__REQUIRED TASK A__
List every person the Styx passage below names as forming Damn Yankees.

Dennis DeYoung and Tommy Shaw released a string of solo albums, beginning with DeYoung's Desert Moon and Shaw's Girls with Guns in 1984. Both Shaw and DeYoung generated a moderate amount of interest with their first solo albums. DeYoung, in particular, scored a Top 10 hit with the title track, "Desert Moon", which was also heavily featured on MTV. Shaw also cracked the Top Forty with "Girls with Guns" and "Lonely School", and he made a cameo appearance on the NBC television series, Miami Vice. DeYoung's follow up single "Don't Wait for Heroes" also featured a video that was heavily featured on MTV, but it failed to generate significant airplay at radio only peaking at #83. During the filming of the video, DeYoung injured his back, causing him to back out of opening a North American concert tour for Huey Lewis & the News. Shaw's 1985 album What If and DeYoung's 1986 album Back to the World also charted, along with singles from film soundtracks. Shaw's "What If (Remo's Theme)" from Remo Williams: The Adventure Begins entered the Billboard Hot 100, while DeYoung's "This Is the Time" from Karate Kid II was featured for a short while on MTV. The first single from DeYoung's Back to the World, "Call Me", peaked at number six on the Adult Contemporary chart and was a modest pop hit, peaking at #44 on the Billboard Hot 100. However, by the late 1980s, both Styx members' solo careers gradually simmered down to a modest but loyal fan base. Neither DeYoung's Boomchild nor Shaw's Ambition achieved nearly the same levels of earlier albums, although Shaw's cover of Jim Peterik's "Ever Since the World Began" charted briefly. Shaw also recorded sessions with Peterik's group, Survivor, on 1986's When Seconds Count. Meanwhile, James Young collaborated with Jan Hammer and recorded his own solo album, City Slicker. In 1988, Tommy Shaw formed Damn Yankees with Ted Nugent, Jack Blades and Michael Cartellone. Meanwhile, the remaining members of Styx made plans for a comeback in the new decade

In 1990, with Shaw achieving some success with Damn Yankees, Styx reformed with Glen Burtnik taking Shaw's vacated position. The new line-up released one album, Edge of the Century, featuring the Dennis DeYoung ballad "Show Me the Way", which received an additional boost just prior to the first Persian Gulf War. Some radio stations edited the Top Three smash to include the voices of children whose parents were deployed in Saudi Arabia between 1990 and 1991. Burtnik's songwriting also helped buoy Edge of the Century to gold album status, contributing to the hits "Love at First Sight" (#25 Billboard Pop Charts) and "Love Is the Ritual" (#80 Billboard Hot 100, #8 Billboard Mainstream Rock Tracks). On the strength of the singles, particularly "Show Me the Way", Edge of the Century peaked at number sixty-three on the Billboard album chart and was certified gold. Styx toured across the U.S. before once again disbanding. Despite the success of the album with two Top 40 singles and gold album certification, A&M Records dropped the band after the company was purchased by PolyGram Records.In 1994, DeYoung recorded 10 on Broadway, an album of showtunes.

__GIVEN INFORMATION__
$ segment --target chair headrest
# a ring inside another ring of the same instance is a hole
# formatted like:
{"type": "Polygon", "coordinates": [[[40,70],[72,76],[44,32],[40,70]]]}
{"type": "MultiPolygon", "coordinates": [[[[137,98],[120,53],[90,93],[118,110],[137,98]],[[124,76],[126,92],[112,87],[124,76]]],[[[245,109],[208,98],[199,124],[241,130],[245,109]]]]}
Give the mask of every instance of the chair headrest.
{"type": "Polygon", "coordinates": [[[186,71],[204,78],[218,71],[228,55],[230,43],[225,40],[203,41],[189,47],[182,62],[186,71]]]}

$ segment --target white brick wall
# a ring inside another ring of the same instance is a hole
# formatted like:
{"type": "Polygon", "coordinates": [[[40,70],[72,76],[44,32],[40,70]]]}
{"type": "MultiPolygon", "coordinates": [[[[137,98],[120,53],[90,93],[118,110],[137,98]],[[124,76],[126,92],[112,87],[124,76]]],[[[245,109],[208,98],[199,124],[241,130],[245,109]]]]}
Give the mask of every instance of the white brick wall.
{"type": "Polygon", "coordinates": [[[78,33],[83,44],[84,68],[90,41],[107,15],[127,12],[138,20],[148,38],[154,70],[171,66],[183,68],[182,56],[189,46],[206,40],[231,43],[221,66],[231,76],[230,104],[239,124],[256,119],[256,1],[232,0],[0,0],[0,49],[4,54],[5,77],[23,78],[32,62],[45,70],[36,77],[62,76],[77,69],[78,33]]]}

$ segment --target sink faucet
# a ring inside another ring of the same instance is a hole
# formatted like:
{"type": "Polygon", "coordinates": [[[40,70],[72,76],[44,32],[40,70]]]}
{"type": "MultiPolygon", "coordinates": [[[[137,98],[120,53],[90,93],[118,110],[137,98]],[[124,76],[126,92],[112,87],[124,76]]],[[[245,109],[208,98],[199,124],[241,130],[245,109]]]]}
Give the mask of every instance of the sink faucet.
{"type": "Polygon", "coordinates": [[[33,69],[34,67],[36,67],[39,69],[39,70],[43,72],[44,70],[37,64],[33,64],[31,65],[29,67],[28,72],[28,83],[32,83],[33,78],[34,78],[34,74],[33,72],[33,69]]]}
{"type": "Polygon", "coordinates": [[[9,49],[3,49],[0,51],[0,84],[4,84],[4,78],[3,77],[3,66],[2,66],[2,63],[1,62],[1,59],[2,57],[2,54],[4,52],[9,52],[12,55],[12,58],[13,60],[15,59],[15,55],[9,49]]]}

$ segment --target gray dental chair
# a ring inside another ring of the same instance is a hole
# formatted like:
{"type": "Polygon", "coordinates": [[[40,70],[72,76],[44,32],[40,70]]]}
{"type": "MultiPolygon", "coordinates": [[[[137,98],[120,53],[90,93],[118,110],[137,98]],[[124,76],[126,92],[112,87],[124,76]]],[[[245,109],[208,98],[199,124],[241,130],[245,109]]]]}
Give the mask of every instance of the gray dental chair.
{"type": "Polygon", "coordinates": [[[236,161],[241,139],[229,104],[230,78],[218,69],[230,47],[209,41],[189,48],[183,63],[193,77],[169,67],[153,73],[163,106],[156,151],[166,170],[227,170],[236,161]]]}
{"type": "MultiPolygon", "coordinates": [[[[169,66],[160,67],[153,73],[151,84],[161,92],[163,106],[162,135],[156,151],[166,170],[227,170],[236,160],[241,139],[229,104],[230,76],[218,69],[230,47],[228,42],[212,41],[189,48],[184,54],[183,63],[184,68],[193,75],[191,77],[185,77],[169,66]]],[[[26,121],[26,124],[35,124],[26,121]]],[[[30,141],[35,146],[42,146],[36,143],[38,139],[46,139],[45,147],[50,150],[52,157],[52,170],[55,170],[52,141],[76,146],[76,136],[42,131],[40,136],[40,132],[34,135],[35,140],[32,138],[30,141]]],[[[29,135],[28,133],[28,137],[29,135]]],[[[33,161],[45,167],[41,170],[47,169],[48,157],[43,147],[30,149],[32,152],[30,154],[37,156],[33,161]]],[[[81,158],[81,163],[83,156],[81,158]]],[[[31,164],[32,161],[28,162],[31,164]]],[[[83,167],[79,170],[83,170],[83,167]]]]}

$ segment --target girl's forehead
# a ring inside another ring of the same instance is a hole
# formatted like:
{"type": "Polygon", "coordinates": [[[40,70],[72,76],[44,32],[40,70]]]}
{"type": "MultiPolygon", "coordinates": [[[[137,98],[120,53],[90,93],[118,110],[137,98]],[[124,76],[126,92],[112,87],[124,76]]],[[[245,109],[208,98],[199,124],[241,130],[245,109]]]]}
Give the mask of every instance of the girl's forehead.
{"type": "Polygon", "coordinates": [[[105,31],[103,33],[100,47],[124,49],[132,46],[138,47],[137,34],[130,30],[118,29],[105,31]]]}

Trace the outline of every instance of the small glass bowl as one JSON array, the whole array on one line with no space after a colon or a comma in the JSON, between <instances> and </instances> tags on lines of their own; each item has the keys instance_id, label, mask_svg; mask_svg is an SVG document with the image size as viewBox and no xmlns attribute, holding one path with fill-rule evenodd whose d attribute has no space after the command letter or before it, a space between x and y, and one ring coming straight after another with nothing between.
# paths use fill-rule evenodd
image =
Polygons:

__REQUIRED TASK B__
Rewrite the records beginning at the line that contains "--target white brick wall" and ending after the line that contains "Give the mask of every instance of the white", changing "white brick wall" to "painted brick wall" and leaving everything else as it is.

__EXERCISE SOLUTION A__
Tommy Shaw, Ted Nugent, Jack Blades, Michael Cartellone

__EXERCISE SOLUTION B__
$ segment --target painted brick wall
# a ring inside another ring of the same instance is a hole
# formatted like:
{"type": "Polygon", "coordinates": [[[40,70],[72,76],[44,32],[40,70]]]}
{"type": "MultiPolygon", "coordinates": [[[[137,98],[120,53],[90,93],[118,110],[137,98]],[[124,76],[126,92],[112,87],[124,76]]],[[[245,109],[208,98],[199,124],[241,130],[245,109]]]]}
Give the mask of every instance of the painted brick wall.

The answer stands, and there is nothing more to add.